[YOUR INSTRUCTIONS]
Copy the listing below word for word, leaving out the pictures.
***
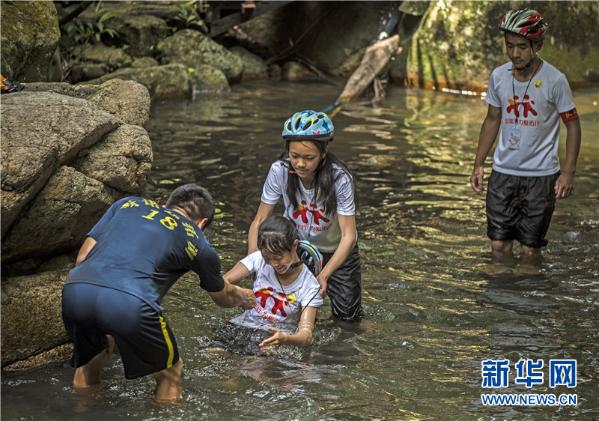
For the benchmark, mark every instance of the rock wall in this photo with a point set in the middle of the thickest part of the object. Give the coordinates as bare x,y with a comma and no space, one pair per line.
30,36
67,153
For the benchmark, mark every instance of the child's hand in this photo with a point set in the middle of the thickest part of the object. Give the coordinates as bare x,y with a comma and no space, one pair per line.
278,338
323,280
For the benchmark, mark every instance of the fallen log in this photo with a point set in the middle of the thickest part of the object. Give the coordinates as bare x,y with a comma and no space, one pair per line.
375,59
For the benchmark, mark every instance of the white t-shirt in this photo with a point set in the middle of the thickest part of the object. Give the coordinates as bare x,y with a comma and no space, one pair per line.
529,147
278,305
309,218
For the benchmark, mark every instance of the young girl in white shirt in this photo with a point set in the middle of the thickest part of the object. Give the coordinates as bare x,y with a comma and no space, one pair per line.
287,292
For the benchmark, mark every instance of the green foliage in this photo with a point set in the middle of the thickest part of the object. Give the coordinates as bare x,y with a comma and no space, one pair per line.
188,16
91,32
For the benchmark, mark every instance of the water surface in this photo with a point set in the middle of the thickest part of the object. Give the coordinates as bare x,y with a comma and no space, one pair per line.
434,309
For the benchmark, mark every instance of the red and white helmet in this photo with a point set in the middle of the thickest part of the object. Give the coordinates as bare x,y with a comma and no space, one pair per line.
525,22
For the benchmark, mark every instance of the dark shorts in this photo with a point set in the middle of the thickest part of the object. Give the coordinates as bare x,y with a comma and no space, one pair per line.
345,288
144,340
520,208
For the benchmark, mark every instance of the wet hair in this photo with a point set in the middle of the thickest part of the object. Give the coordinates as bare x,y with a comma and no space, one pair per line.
324,178
194,200
276,235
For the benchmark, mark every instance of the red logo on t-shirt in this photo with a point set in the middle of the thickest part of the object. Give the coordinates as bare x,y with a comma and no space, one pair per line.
280,300
302,211
527,103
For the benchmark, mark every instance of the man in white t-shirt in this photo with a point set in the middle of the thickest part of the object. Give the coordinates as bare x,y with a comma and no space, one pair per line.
526,98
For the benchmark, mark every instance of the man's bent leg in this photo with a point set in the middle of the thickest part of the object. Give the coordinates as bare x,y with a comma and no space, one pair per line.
88,375
502,250
169,383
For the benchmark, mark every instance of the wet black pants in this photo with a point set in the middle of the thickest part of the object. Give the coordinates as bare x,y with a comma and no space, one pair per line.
345,288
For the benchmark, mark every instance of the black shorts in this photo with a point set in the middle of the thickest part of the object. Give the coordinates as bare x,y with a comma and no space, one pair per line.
***
[THE SOLUTION]
For the benchmark, mark every instance of the rock wall in this photo with a point set in the middle of the thickest part of the object. Give the coordinates as bare x,y with a comma and no space, one pair per line.
30,36
67,153
For the benchmark, mark every instance of the child's hand in this photo with a point set in the middle of the thickest part of the object. Give the coordinates as bare x,y with a comma and no space, one pair per line.
278,338
323,280
For the benchmark, mark every instance of the fallen log in this photo with a point set in the middle of the thickest part of the object. Give the coordinates as bare x,y with a comma and no space, one pair per line.
375,59
For the benchmark, mark every instance of the white t-shirt in this photo with a point set in the middle of the thickest part of the object. Give the coordinates as bare x,y with a comma and no space, one pair per line.
529,147
278,305
309,218
For the benchmark, mark every instance of the young girl in white shirt in this photo with a point set in the middle of the thickest part of the object. Give the coordinates as bare x,y with a comma and no space, one pair per line.
287,292
For the benchmark, mark every instance of the green foliage in this photo with a point set in the middle of the thickest part of the object. Give the coordinates as bare x,y with a comma and no space, one pair per line.
188,16
91,32
For the benchmark, mark every instance of the water surface in this photo with a point set in the middle of the thickest part of the object. Give the coordinates as bare x,y with a comma and no space, one pair per line.
434,309
For the benchmark, mark every instance of the red and white helmet in this photo with a point set in the middle of the thickest part of the object. Give the coordinates as bare x,y with a comma and no space, one pair per line.
525,22
For the benchmark, mark every instance of the dark shorts in this photo with a point set in the middle of the thickest part of the object. Give the coordinates as bare x,y with a comma and no space, one pair per line.
345,288
144,340
520,208
For the benchmark, mark every instance of the wet hair in this photo with a point set in the middle of the thickest part of the object. Give the coordinates as bare x,y with a comma and no space, one pair per line.
324,178
194,200
276,235
For the benchmark, mark every instance of the red logo on t-shirt in this photo with a point set in the middle of the thickest part of the object. Give the coordinates as bare x,y with a comma and no space, one pair per line.
280,300
302,211
527,103
For the benchmark, mark every instance of the man in white t-shirt in this photo with a point set in the middle of the thickest part of the object. Give the coordinates as bare x,y with a comma and no space, one pair per line.
526,98
For the benchmark, mark every instance of the man's bent leg in this photo with a point set in the middle of the thickest part of the object. Give the coordinates as bare x,y with a comma and no space, one pair per line.
88,375
502,250
169,383
For the benchmark, mark every instance of the wet black pants in this photo with a point set in the middle of the thickest part of the object. Give the coordinates as bare x,y with a comma and no space, one pair per line.
345,288
For the benchmark, mark every instance of the black shorts in this photo with a point set in the middle of the thickest part of the object. Give the coordinates as bare x,y with a comma and no space, one pair per line.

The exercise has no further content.